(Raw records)
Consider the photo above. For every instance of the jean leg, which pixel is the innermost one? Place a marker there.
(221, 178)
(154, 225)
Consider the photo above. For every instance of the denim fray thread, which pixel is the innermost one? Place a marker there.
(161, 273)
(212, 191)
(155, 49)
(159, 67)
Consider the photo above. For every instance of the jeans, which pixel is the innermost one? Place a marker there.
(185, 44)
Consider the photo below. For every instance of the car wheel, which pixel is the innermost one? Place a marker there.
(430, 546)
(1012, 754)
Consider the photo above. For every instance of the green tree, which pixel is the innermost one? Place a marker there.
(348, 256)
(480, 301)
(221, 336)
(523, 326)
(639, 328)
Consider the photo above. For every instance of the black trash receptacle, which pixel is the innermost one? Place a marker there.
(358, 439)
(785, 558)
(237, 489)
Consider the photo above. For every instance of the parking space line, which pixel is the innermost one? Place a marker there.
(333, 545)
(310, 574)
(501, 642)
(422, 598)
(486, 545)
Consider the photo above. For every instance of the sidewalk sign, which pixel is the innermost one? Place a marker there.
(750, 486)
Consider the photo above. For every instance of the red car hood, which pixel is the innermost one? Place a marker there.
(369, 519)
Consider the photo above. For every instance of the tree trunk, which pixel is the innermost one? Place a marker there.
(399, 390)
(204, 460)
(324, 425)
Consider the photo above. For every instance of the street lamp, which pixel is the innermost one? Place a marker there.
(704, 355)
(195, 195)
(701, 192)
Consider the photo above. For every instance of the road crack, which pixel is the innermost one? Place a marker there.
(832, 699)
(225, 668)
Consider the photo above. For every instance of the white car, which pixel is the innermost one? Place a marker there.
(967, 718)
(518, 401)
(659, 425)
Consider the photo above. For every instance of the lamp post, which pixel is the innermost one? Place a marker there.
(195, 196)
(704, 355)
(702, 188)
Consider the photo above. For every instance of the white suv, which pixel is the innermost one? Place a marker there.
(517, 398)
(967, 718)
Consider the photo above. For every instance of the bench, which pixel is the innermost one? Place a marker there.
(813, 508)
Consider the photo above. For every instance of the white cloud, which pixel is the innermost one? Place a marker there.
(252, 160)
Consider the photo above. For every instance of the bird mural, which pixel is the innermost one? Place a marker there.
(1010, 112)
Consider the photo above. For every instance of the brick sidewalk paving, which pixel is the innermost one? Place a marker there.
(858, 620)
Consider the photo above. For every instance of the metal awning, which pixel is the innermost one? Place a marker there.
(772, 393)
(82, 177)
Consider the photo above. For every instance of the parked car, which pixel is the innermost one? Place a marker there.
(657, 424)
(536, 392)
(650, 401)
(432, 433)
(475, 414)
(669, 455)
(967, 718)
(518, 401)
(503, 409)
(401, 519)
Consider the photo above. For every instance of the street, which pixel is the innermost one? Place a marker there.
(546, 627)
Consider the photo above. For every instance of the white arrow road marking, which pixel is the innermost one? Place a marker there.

→ **Given request**:
Output the records above in their entirety, exactly.

→ **Task output**:
Consider the photo above. For every instance of the jean leg, which pixel is the innermost one? Place a marker there.
(221, 178)
(154, 225)
Consider the photo above. For every instance of the denim fray thread, which pixel is the innermost one? Place a marker there.
(161, 273)
(212, 191)
(155, 49)
(159, 67)
Consider the photo above. For every instance of the jeans, which pixel is the innermost one? Place a marker there.
(185, 44)
Consider the photo below. For every instance of the car wheel, which pixel is the innermost one? Place a marker there.
(430, 546)
(1012, 754)
Consider the photo above. For every instance of the green tree, which pixel is the innermost one? Place a marker there.
(348, 256)
(480, 301)
(221, 336)
(523, 326)
(639, 328)
Consider the photo above. For every instance of the black trash receptacle, which pixel is the innermost one? Place a marker there.
(358, 439)
(785, 558)
(237, 489)
Consider the photo above. For every instance of the parking space line, which pixel is the innermost one? Place a marker there.
(333, 545)
(310, 574)
(501, 642)
(422, 598)
(486, 545)
Consider the photo above. For every instance of the sidewalk sign, which pixel is the innermost one? Place a marker there.
(750, 486)
Consider the photo above. For every instance of the red car hood, which pixel is the innermost one? Place a marker there.
(369, 519)
Consider the photo above. For every instance of the tree trunk, which pixel is the innermost one? Place a marker there.
(399, 390)
(204, 460)
(324, 425)
Consider the photo above. For every instance of the street lamp, which pixel is the innermost one? Place a marker there.
(704, 355)
(195, 195)
(701, 192)
Consider the photo above. For every instance of the road crack, which pixel is the innermost one? Place a marker there.
(832, 699)
(225, 668)
Consider the photo above. For every instance of the white car, which pixel is the innermost one? Place a marker there.
(967, 718)
(518, 401)
(659, 425)
Consider the photo above. For every instance of the lamp post, which pixel is the innermost one? Place a marker there.
(195, 196)
(704, 355)
(702, 188)
Consider the photo above. For every instance of the white suv, which pixel is the innermost one? Place a marker there.
(517, 398)
(967, 718)
Consider the photo above. For every instance of the bench, which pixel is the innermost one? Place a marker there.
(813, 508)
Consider the photo above. For every instance of the white cloud, which pixel is the innermost one? Place a marker there.
(252, 160)
Consider the photo above. For every instance of the bird mural, which pixel is the innermost one? Place a marker there.
(1010, 112)
Consider the photo above. For every instance of the brick sidewalk paving, which pixel is the innermost one? Place a marker there.
(858, 620)
Consider the photo above. For every instance of the metal awning, which pixel is the innermost one? Place a marker there.
(772, 393)
(82, 177)
Consider the photo above. For every instance of the parked car, which pixel is the innermost one? Place a marker there.
(657, 424)
(536, 392)
(650, 401)
(432, 433)
(475, 414)
(669, 455)
(967, 718)
(518, 401)
(503, 409)
(401, 519)
Consider the photo above. For every instance of the street, which pixel is the innermost one? Place a marker there.
(546, 627)
Consider the photo above. For every instance of the white arrow road marking, which pixel is the innermost one? Place a marker there.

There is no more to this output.